▶ DOKUMENT:
----------------

Brömserburg von Westen

Alternativname(n) Niederburg
Staat Deutschland
Ort Rüdesheim am Rhein
Entstehungszeit 1186–1190 (zweite Bauphase)
Burgentyp Niederungsburg, Ortslage
Erhaltungszustand Wesentliche Teile erhalten
Ständische Stellung Adlige, Grafen
Geographische Lage 49° 59′ N, 7° 55′ OKoordinaten: 49° 58′ 39,4″ N, 7° 55′ 3,7″ O
Höhenlage 86 m ü. NHN
Brömserburg (Hessen)
Brömserburg (Hessen)
Brömserburg von Norden, links oben Turmstumpf des Bergfrieds

Die Brömserburg (auch Niederburg genannt) liegt in Rüdesheim am Rhein im Rheingau-Taunus-Kreis in Hessen in der Nähe des Rheinufers. Sie gehört in ihren Ursprüngen wohl zu den ersten festen Burgen im UNESCO-Welterbe Oberes Mittelrheintal.

Baugeschichte[Bearbeiten | Quelltext bearbeiten]

Die ältere Literatur (vom 19. Jahrhundert bis in die 1980er Jahre hinein) vermutete die Brömserburg auf den Fundamenten eines römischen Kastells. Jedoch konnte keine antike Bausubstanz verifiziert und insbesondere nicht nachgewiesen werden, dass es sich, wie früher vermutet, um einen Wachtturm oder Brückenkopf zum linksrheinischen Bingium (Bingen am Rhein) gegenüber gehandelt haben sollte. Da dieses Kastell erst im 4. Jahrhundert entstand, ist die These nicht schlüssig, da sich die Römer zu diesem Zeitpunkt nach dem Fall des Limes vom rechten Rheinufer bereits zurückgezogen hatten.

Zwei Bauphasen sind belegt. Die Forschung ist sich nicht einig über die Datierung der ersten Phase (die Thesen reichen von einem frühmittelalterlichen königlichen Salhof vor 980 bis zu einer Anlage aus der Mitte des 12. Jahrhunderts). Die Untersuchung eines Erlenpfahles aus dem Fundament des Südostturms, der als ältester Teil der Burg gilt, ergab, dass der Beginn des Turmbaus nicht vor 1044 und nicht nach 1216 zu datieren ist.[1]

Als schlüssige Erbauungszeit der zweiten Anlage ist das Ende des 12. Jahrhunderts eingegrenzt (1186–1190).

----------------

▶ DATENZEILEN:
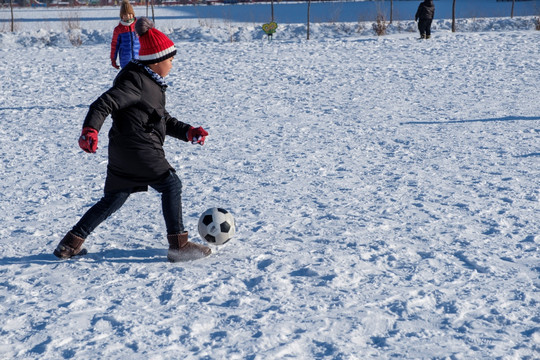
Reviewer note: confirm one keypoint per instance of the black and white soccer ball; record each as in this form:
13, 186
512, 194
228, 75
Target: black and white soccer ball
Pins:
217, 226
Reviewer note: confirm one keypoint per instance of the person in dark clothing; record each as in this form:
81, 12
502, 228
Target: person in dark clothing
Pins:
140, 122
424, 16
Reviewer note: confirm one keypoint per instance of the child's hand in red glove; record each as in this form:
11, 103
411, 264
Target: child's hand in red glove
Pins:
197, 135
88, 140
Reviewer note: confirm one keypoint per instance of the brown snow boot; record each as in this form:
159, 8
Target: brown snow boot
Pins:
70, 246
180, 249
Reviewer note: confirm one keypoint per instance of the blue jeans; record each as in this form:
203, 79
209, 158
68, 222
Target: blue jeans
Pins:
171, 204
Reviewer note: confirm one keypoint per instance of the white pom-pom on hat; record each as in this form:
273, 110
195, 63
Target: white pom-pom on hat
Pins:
155, 45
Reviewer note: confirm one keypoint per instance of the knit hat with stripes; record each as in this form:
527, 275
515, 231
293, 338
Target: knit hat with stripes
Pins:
155, 45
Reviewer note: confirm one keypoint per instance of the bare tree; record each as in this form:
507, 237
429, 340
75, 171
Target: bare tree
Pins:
309, 6
454, 16
512, 12
12, 20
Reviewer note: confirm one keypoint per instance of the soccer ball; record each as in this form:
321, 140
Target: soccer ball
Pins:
216, 226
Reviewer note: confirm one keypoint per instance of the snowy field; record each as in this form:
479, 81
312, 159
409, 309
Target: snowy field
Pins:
386, 192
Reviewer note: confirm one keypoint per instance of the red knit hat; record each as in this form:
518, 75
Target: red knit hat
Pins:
155, 45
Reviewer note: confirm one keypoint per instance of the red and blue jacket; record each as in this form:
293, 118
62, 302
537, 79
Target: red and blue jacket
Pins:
125, 43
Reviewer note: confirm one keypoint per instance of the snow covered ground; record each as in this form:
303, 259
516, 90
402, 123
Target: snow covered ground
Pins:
386, 192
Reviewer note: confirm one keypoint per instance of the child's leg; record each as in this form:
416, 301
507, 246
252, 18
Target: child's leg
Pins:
171, 202
104, 208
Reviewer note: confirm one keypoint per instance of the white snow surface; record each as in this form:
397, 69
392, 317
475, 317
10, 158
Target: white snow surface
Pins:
386, 192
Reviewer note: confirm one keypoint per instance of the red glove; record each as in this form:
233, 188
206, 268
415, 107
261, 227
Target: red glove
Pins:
88, 140
197, 135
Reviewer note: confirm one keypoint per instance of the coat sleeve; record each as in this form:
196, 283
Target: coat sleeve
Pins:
125, 92
175, 127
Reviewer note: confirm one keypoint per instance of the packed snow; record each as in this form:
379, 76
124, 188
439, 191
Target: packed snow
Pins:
386, 192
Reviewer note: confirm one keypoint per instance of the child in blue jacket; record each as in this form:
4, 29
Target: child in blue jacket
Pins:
125, 42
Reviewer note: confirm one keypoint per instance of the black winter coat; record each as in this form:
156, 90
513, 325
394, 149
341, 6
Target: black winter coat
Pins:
136, 103
426, 11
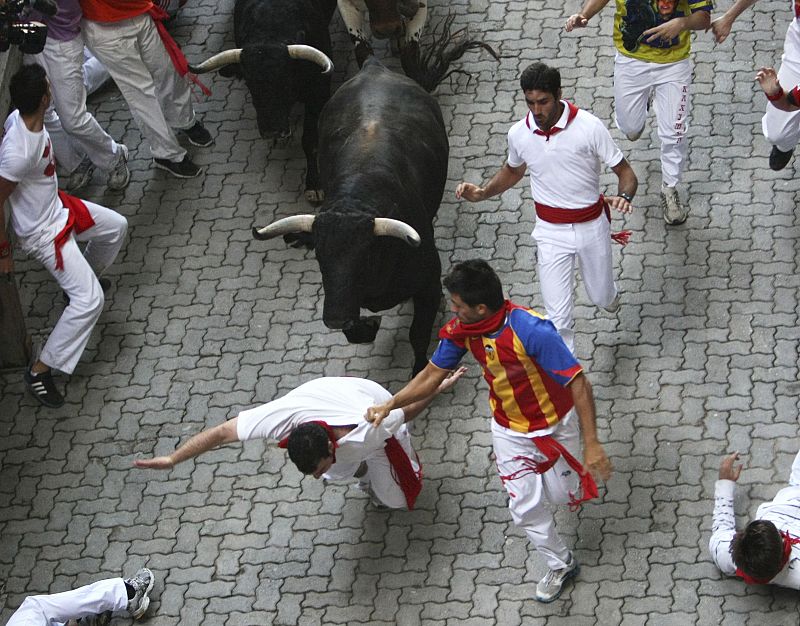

----------------

▶ AUFGABE:
Gib bitte den Abschnitt von „Die ältere Literatur“ bis „bereits zurückgezogen hatten.“ aus dem Text über die Brömserburg erneut wieder und benenne darin „Brömserburg“ in „Niederburg“ um. Die Zeilen stammen aus einer anderen Quelle.

▶ LÖSUNG:
Die ältere Literatur (vom 19. Jahrhundert bis in die 1980er Jahre hinein) vermutete die Niederburg auf den Fundamenten eines römischen Kastells. Jedoch konnte keine antike Bausubstanz verifiziert und insbesondere nicht nachgewiesen werden, dass es sich, wie früher vermutet, um einen Wachtturm oder Brückenkopf zum linksrheinischen Bingium (Bingen am Rhein) gegenüber gehandelt haben sollte. Da dieses Kastell erst im 4. Jahrhundert entstand, ist die These nicht schlüssig, da sich die Römer zu diesem Zeitpunkt nach dem Fall des Limes vom rechten Rheinufer bereits zurückgezogen hatten.